Warum wirksame Autorität nichts mit Machtmissbrauch zu tun hat
Der Begriff Autorität ist im Kontext von Führung stark belastet. Viele verbinden ihn mit Machtmissbrauch, Hierarchiedenken oder einem Führungsstil von Befehl und Gehorsam. Genau diese Assoziationen führen dazu, dass Autorität in modernen Organisationen häufig vermieden oder abgeschwächt wird.
Das Konzept der strukturellen Führung zeigt jedoch:
Autorität ist nicht das Problem – ihr Fehlen ist es.
Denn ohne Autorität fehlen Organisationen genau die Fähigkeiten, die sie heute dringend brauchen: klare Orientierung, Entscheidungsfähigkeit und wirksame Verantwortungsteilung.
Persönliche Führung vs. strukturelle Führung
Persönliche und strukturelle Führung lassen sich vereinfacht anhand zweier Aspekte unterscheiden:
Entscheidungsverhalten und Selbstverständnis der Führungskraft.
Persönliche Führung
In der persönlichen Führung trifft die Führungskraft Entscheidungen überwiegend selbst.
Das zugrunde liegende Selbstbild lautet häufig:
„Ich muss mich um alles kümmern – sonst entstehen noch mehr Probleme.“
Autorität wird hier oft mit persönlicher Durchsetzungskraft verwechselt. Entscheidungen hängen stark von der Person ab – nicht von klaren Rollen oder Strukturen.
Strukturelle Führung
Strukturelle Führung verfolgt einen anderen Ansatz.
Die Führungskraft schafft einen klaren Rahmen aus Zielen, Aufgaben und Werten, innerhalb dessen Mitarbeitende in ihren Rollen eigenverantwortlich entscheiden können.
Das Selbstverständnis lautet:
„Wenn ich mich um alle Details kümmere, fehlt mir die Zeit für das Wesentliche – die strukturellen Themen.“
Autorität in der strukturellen Führung
Während Autorität in der persönlichen Führung häufig als persönliche Macht interpretiert wird, bedeutet Autorität in der strukturellen Führung etwas anderes:
Autorität ist Einfluss, der einer Rolle zugeschrieben wird.

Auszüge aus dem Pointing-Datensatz
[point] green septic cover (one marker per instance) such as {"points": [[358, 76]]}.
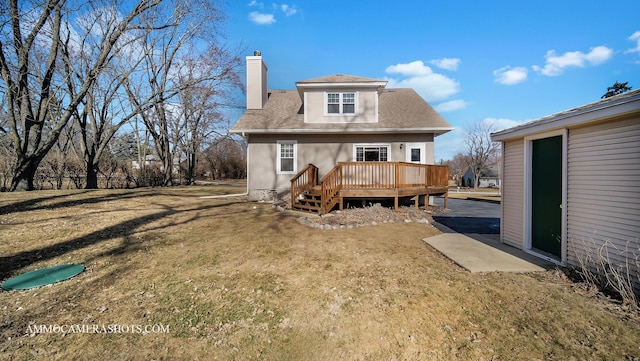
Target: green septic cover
{"points": [[42, 277]]}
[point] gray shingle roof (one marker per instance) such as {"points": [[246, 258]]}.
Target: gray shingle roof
{"points": [[340, 78], [400, 110]]}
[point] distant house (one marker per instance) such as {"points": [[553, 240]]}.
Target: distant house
{"points": [[489, 178], [331, 121], [571, 184]]}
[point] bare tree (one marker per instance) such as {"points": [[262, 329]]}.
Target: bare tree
{"points": [[159, 82], [31, 35], [481, 151], [202, 100], [226, 158], [458, 166]]}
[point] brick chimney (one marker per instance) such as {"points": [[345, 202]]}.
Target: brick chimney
{"points": [[256, 81]]}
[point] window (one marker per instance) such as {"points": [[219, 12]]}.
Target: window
{"points": [[286, 157], [341, 103], [415, 154], [372, 153], [333, 101]]}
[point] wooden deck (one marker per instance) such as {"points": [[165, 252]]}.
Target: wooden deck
{"points": [[366, 181]]}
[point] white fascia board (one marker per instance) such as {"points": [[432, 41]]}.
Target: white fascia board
{"points": [[571, 118], [437, 130]]}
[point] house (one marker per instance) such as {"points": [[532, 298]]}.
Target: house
{"points": [[489, 178], [328, 121], [571, 185]]}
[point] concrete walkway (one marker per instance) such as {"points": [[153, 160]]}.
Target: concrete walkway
{"points": [[471, 239]]}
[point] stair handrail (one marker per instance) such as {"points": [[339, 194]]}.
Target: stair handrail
{"points": [[304, 180], [331, 184]]}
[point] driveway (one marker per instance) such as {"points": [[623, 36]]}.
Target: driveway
{"points": [[470, 217], [471, 238]]}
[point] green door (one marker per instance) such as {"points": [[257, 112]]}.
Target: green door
{"points": [[546, 194]]}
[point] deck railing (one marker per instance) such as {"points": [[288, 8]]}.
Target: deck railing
{"points": [[367, 175], [303, 181], [331, 185], [391, 175]]}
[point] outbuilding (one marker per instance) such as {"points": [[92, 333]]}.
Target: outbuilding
{"points": [[571, 185]]}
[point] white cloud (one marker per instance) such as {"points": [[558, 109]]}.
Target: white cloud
{"points": [[288, 9], [261, 19], [431, 86], [446, 63], [556, 64], [510, 76], [634, 37], [498, 124], [450, 106], [415, 68]]}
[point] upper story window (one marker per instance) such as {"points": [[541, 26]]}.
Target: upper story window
{"points": [[287, 157], [341, 103], [371, 153]]}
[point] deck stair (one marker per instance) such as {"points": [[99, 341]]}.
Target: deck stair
{"points": [[310, 200]]}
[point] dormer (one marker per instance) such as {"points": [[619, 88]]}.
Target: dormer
{"points": [[340, 99]]}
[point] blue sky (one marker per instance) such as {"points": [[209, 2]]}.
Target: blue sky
{"points": [[501, 61]]}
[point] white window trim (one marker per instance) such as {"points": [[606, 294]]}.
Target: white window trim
{"points": [[295, 156], [340, 114], [423, 152], [379, 145], [528, 156]]}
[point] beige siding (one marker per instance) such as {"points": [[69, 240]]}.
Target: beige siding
{"points": [[513, 194], [604, 191], [315, 107], [322, 150]]}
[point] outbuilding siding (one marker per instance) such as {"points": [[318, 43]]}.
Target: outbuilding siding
{"points": [[604, 192], [513, 193]]}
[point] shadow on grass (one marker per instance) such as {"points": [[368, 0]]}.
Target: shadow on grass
{"points": [[10, 264], [38, 203]]}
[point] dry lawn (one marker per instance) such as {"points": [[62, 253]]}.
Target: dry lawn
{"points": [[238, 281]]}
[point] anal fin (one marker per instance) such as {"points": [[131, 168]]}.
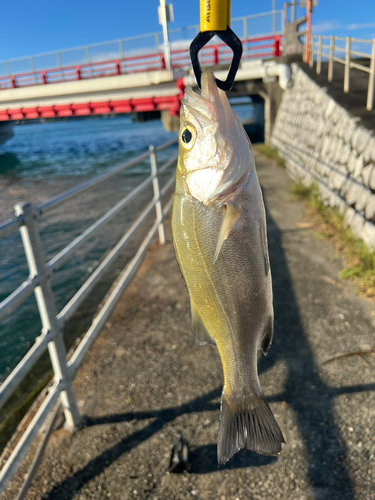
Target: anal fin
{"points": [[231, 214], [267, 336], [199, 330]]}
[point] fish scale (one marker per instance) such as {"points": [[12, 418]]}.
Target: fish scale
{"points": [[219, 236]]}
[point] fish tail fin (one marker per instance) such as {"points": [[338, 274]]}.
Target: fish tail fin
{"points": [[247, 423]]}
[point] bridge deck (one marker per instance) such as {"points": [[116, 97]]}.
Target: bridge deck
{"points": [[145, 379]]}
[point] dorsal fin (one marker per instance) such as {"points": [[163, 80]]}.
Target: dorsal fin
{"points": [[199, 330], [267, 336], [231, 214]]}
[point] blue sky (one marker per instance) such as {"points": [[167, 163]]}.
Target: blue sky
{"points": [[30, 27]]}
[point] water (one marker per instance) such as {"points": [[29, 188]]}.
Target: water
{"points": [[43, 160]]}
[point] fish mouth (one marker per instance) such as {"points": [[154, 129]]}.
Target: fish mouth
{"points": [[212, 103]]}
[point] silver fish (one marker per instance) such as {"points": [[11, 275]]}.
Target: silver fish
{"points": [[220, 241]]}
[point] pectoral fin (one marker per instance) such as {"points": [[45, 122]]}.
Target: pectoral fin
{"points": [[199, 330], [231, 214], [267, 336]]}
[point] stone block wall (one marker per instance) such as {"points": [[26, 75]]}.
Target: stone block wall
{"points": [[322, 143]]}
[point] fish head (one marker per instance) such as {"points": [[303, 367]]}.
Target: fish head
{"points": [[214, 149]]}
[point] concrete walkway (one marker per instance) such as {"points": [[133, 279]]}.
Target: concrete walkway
{"points": [[145, 379]]}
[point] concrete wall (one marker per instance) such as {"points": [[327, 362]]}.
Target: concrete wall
{"points": [[322, 143]]}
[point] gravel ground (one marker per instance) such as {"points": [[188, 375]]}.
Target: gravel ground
{"points": [[145, 380]]}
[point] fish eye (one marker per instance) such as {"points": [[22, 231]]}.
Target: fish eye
{"points": [[187, 136]]}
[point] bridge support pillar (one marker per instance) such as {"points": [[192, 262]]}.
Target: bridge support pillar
{"points": [[6, 131], [170, 123]]}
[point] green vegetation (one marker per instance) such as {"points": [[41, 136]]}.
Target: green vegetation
{"points": [[360, 261], [269, 152]]}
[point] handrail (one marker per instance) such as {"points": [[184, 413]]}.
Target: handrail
{"points": [[51, 336], [132, 38], [316, 48]]}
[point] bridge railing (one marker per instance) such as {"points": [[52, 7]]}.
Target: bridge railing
{"points": [[345, 51], [136, 54], [39, 282]]}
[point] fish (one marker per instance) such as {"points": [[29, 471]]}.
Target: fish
{"points": [[220, 242]]}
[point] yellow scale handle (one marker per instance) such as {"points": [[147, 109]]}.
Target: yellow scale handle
{"points": [[215, 15]]}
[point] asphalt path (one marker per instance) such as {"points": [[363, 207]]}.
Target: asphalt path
{"points": [[145, 380]]}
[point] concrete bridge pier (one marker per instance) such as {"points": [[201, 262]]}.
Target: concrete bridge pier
{"points": [[6, 131]]}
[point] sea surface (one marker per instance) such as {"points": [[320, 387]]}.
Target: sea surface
{"points": [[44, 159]]}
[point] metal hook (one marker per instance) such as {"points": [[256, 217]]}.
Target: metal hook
{"points": [[230, 39]]}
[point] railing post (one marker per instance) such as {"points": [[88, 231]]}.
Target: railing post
{"points": [[33, 68], [331, 56], [347, 64], [162, 58], [47, 310], [122, 55], [245, 37], [155, 185], [371, 79], [88, 57], [276, 47], [319, 56], [311, 58]]}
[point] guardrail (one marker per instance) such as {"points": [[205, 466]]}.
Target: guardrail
{"points": [[39, 281], [265, 46], [317, 47]]}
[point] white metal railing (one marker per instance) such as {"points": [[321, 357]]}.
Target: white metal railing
{"points": [[39, 281], [344, 46]]}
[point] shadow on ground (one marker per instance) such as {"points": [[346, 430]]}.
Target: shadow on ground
{"points": [[310, 399]]}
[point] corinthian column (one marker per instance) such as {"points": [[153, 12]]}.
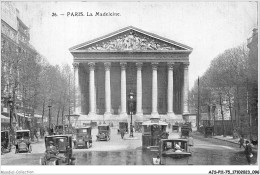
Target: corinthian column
{"points": [[139, 111], [92, 105], [170, 90], [154, 90], [123, 89], [107, 88], [77, 95], [185, 88]]}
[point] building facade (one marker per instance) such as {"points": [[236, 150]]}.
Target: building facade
{"points": [[108, 68], [15, 50]]}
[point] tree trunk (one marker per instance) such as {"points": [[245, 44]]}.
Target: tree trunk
{"points": [[62, 114], [58, 114], [230, 111], [223, 125], [43, 110]]}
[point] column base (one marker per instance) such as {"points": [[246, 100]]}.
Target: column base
{"points": [[107, 114], [139, 114], [186, 113], [123, 115], [155, 114], [91, 114], [171, 114]]}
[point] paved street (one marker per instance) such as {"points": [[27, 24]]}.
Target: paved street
{"points": [[206, 151]]}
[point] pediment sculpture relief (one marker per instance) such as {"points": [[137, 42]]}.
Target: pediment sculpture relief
{"points": [[131, 41]]}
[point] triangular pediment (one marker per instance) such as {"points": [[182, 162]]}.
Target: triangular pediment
{"points": [[130, 39]]}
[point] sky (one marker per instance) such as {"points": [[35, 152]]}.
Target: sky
{"points": [[208, 27]]}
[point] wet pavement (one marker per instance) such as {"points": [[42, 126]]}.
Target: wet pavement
{"points": [[206, 151]]}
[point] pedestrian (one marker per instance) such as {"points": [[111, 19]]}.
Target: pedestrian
{"points": [[241, 141], [190, 143], [122, 132], [248, 152]]}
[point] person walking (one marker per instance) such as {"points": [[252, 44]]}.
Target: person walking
{"points": [[248, 152], [190, 143], [122, 132], [241, 141]]}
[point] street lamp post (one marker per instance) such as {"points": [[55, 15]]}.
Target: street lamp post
{"points": [[213, 110], [131, 100], [49, 119], [10, 105]]}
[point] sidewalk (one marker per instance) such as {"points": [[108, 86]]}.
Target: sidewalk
{"points": [[227, 139], [232, 140]]}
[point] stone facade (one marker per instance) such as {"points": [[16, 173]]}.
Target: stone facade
{"points": [[106, 69]]}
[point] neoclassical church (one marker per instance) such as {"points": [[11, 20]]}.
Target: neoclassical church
{"points": [[108, 68]]}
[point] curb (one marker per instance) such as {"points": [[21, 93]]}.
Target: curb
{"points": [[254, 148]]}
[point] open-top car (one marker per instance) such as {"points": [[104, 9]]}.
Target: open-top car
{"points": [[23, 141], [83, 137], [5, 141], [185, 132], [138, 126], [172, 152], [175, 127], [123, 126], [103, 132], [153, 131], [58, 151]]}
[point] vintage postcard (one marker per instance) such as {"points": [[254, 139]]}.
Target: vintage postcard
{"points": [[130, 87]]}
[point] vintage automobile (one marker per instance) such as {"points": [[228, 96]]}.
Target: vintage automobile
{"points": [[173, 152], [63, 129], [185, 132], [59, 129], [175, 127], [138, 126], [5, 141], [83, 137], [103, 132], [187, 125], [63, 151], [208, 131], [23, 141], [153, 130], [122, 126]]}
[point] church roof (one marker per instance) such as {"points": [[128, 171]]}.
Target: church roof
{"points": [[130, 39]]}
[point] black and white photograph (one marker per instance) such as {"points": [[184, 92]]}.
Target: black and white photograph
{"points": [[129, 87]]}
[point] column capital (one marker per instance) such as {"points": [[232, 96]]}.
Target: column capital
{"points": [[75, 65], [154, 65], [139, 65], [123, 65], [170, 66], [91, 65], [107, 65], [186, 65]]}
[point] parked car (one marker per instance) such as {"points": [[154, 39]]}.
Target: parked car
{"points": [[173, 152], [23, 141], [62, 154], [123, 126], [83, 137], [103, 132], [5, 141]]}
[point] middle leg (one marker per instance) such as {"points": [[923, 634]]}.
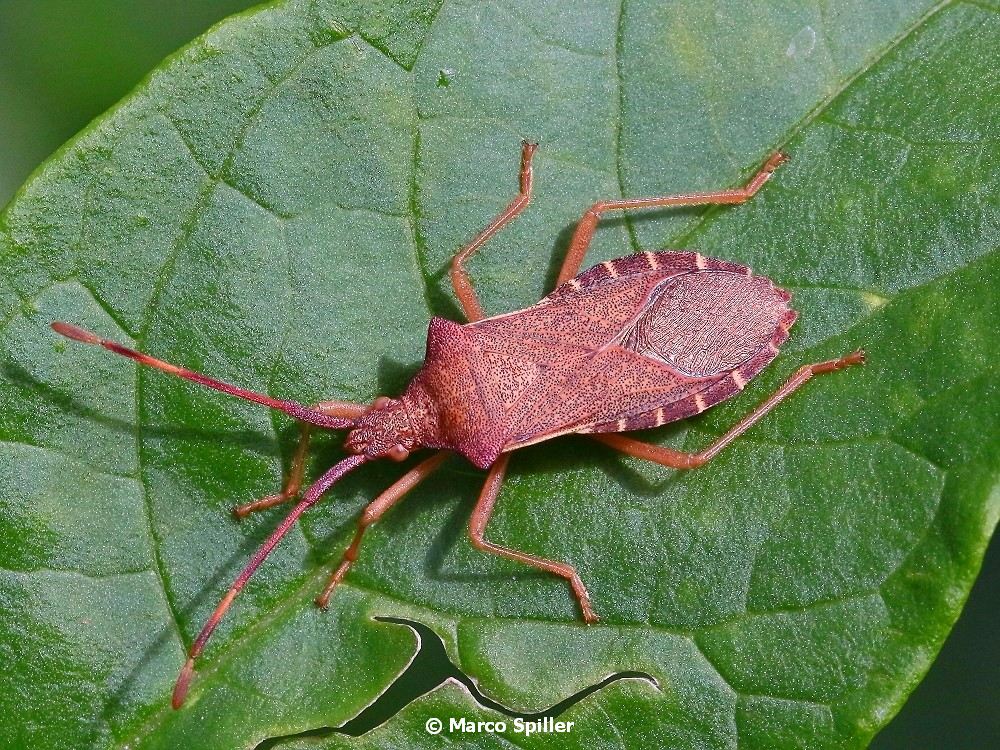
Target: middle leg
{"points": [[477, 528], [459, 277], [585, 229]]}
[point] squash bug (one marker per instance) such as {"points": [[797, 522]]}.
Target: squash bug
{"points": [[630, 344]]}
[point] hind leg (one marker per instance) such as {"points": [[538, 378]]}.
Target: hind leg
{"points": [[680, 460], [477, 528], [294, 482]]}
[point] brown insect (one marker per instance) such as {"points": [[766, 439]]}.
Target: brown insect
{"points": [[632, 343]]}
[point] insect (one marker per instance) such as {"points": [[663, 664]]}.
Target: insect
{"points": [[629, 344]]}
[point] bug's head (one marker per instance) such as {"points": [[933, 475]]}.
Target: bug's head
{"points": [[384, 431]]}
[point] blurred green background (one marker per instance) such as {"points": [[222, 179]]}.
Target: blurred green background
{"points": [[63, 62]]}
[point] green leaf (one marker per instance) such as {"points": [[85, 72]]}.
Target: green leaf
{"points": [[276, 205]]}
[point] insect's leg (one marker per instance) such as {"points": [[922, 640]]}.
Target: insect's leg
{"points": [[681, 460], [292, 485], [294, 482], [373, 512], [341, 419], [588, 222], [477, 527], [459, 278], [311, 496]]}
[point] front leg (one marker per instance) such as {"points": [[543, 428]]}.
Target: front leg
{"points": [[675, 459]]}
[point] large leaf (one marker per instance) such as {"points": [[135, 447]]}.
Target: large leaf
{"points": [[277, 204]]}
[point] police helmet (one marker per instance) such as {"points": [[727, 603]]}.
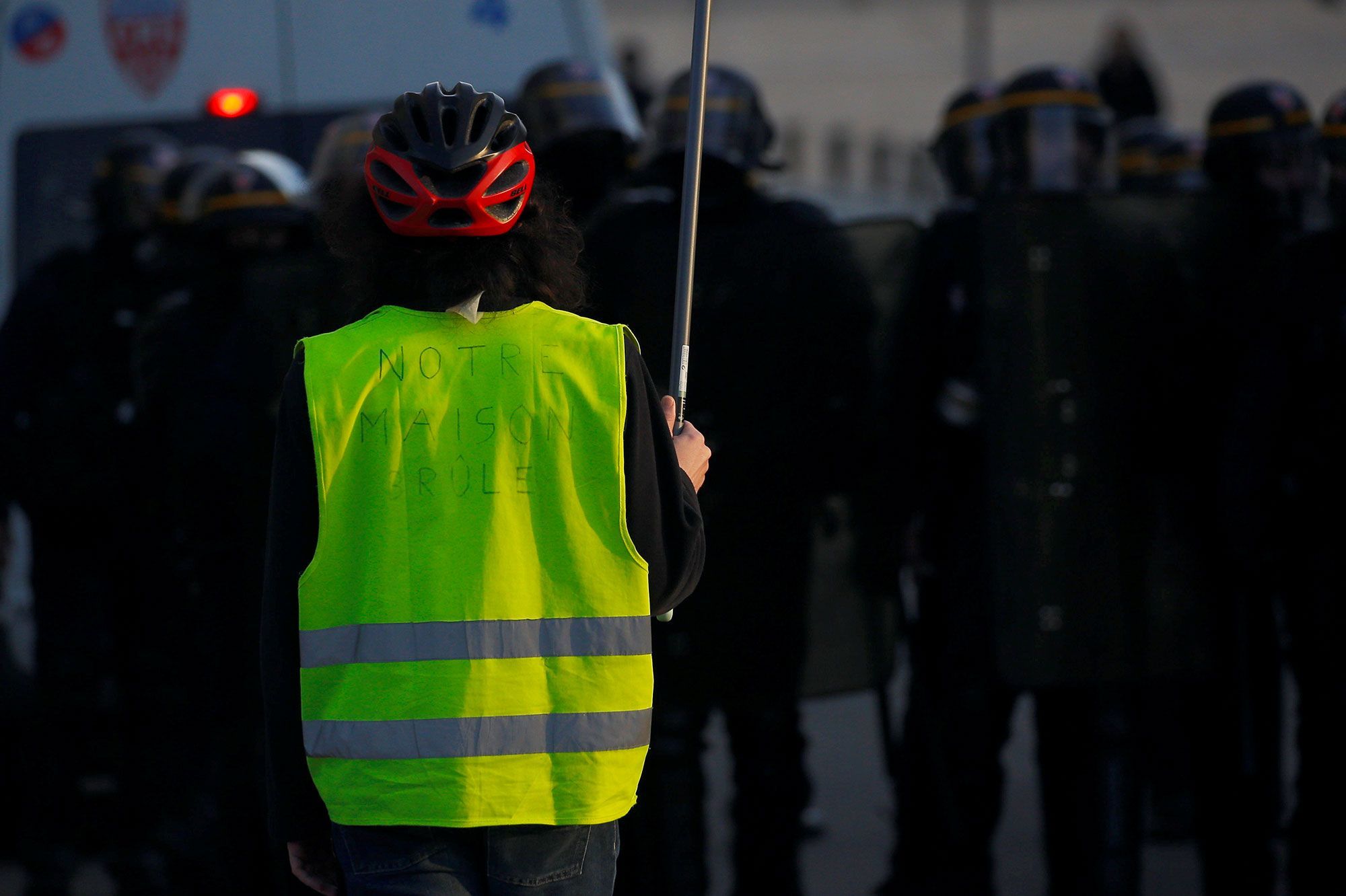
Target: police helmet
{"points": [[1180, 163], [573, 99], [1139, 143], [248, 189], [1262, 145], [737, 128], [1053, 134], [343, 149], [127, 181], [450, 163], [964, 149], [178, 181], [1335, 149]]}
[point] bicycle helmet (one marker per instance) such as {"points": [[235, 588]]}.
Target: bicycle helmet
{"points": [[450, 165]]}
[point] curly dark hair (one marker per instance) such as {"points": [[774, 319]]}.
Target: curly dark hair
{"points": [[536, 260]]}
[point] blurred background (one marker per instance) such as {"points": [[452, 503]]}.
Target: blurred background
{"points": [[1055, 290]]}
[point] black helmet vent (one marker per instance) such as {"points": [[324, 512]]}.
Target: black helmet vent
{"points": [[445, 135], [388, 178], [479, 124], [513, 177], [418, 116], [394, 135], [450, 219], [504, 137]]}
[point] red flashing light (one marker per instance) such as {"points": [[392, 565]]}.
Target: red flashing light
{"points": [[232, 103]]}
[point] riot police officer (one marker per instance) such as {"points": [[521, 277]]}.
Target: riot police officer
{"points": [[779, 299], [1020, 427], [931, 353], [1314, 601], [1262, 155], [966, 147], [1262, 165], [67, 435], [585, 130], [211, 361]]}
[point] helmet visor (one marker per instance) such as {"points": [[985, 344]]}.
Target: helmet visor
{"points": [[567, 108], [734, 130], [1057, 150], [966, 157]]}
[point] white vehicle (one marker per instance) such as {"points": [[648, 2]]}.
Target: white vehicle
{"points": [[76, 73]]}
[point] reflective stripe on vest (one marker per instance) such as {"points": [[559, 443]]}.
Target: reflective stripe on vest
{"points": [[489, 737], [480, 640], [474, 626]]}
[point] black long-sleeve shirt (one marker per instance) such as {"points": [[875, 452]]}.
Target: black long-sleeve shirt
{"points": [[663, 517]]}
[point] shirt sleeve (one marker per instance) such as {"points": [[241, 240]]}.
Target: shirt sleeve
{"points": [[297, 811], [663, 513]]}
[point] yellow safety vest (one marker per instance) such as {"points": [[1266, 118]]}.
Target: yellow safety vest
{"points": [[474, 626]]}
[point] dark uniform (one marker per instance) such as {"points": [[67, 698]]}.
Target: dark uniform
{"points": [[1262, 163], [211, 364], [1316, 606], [67, 434], [780, 305], [1032, 389], [583, 127]]}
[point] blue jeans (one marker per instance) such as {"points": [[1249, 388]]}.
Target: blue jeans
{"points": [[538, 860]]}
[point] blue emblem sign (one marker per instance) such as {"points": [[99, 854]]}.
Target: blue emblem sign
{"points": [[37, 33], [495, 14]]}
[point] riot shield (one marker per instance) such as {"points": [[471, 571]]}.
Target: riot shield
{"points": [[1086, 392], [851, 634]]}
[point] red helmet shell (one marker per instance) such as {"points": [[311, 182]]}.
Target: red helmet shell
{"points": [[492, 208]]}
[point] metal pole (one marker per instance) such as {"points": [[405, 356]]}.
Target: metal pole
{"points": [[977, 41], [691, 209]]}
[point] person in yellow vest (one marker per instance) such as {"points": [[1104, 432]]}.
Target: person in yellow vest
{"points": [[477, 508]]}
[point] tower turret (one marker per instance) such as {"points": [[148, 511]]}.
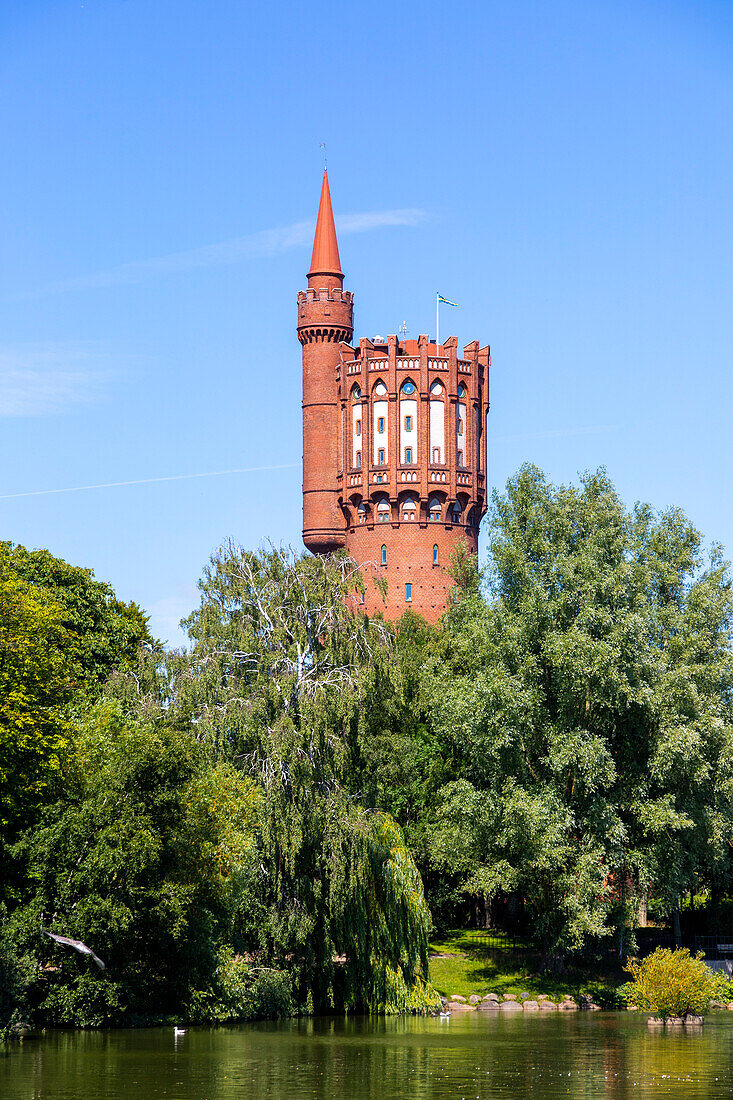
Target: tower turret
{"points": [[394, 443], [325, 322]]}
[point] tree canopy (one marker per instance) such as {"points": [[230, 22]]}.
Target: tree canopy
{"points": [[586, 706]]}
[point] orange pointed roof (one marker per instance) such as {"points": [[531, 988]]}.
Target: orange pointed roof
{"points": [[325, 260]]}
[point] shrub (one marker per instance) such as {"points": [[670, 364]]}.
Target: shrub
{"points": [[673, 983]]}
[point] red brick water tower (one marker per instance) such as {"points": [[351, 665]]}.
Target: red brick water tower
{"points": [[394, 442]]}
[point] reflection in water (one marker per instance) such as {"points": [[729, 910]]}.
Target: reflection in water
{"points": [[601, 1055]]}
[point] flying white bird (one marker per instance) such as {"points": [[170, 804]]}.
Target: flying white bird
{"points": [[76, 944]]}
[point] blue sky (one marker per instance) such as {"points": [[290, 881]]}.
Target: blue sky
{"points": [[562, 171]]}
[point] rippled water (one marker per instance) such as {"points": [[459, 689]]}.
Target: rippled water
{"points": [[611, 1055]]}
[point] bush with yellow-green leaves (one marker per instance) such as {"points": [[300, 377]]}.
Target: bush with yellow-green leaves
{"points": [[673, 983]]}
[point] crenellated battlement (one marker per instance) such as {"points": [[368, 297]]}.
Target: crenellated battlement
{"points": [[324, 294]]}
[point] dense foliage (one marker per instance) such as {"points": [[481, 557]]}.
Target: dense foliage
{"points": [[673, 983], [262, 823], [586, 708]]}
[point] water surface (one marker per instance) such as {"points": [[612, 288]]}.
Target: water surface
{"points": [[610, 1055]]}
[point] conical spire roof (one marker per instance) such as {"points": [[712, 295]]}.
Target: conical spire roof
{"points": [[325, 260]]}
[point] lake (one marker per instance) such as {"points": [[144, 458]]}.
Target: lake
{"points": [[611, 1055]]}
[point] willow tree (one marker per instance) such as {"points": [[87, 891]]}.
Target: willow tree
{"points": [[280, 672]]}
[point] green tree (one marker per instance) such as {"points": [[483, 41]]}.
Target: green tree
{"points": [[279, 680], [34, 693], [102, 634], [584, 710], [144, 859]]}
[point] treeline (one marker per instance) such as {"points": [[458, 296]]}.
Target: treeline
{"points": [[270, 821]]}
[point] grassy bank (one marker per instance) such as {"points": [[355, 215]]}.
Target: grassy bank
{"points": [[461, 963]]}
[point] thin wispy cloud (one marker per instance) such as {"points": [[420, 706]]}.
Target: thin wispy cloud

_AUFGABE_:
Schreib aus dem Text über Autorität in der Führung die Stelle von „Persönliche Führung vs.“ bis einschließlich „Selbstverständnis der Führungskraft.“ Wort für Wort ab.

_LÖSUNG_:
Persönliche Führung vs. strukturelle Führung
Persönliche und strukturelle Führung lassen sich vereinfacht anhand zweier Aspekte unterscheiden:
Entscheidungsverhalten und Selbstverständnis der Führungskraft.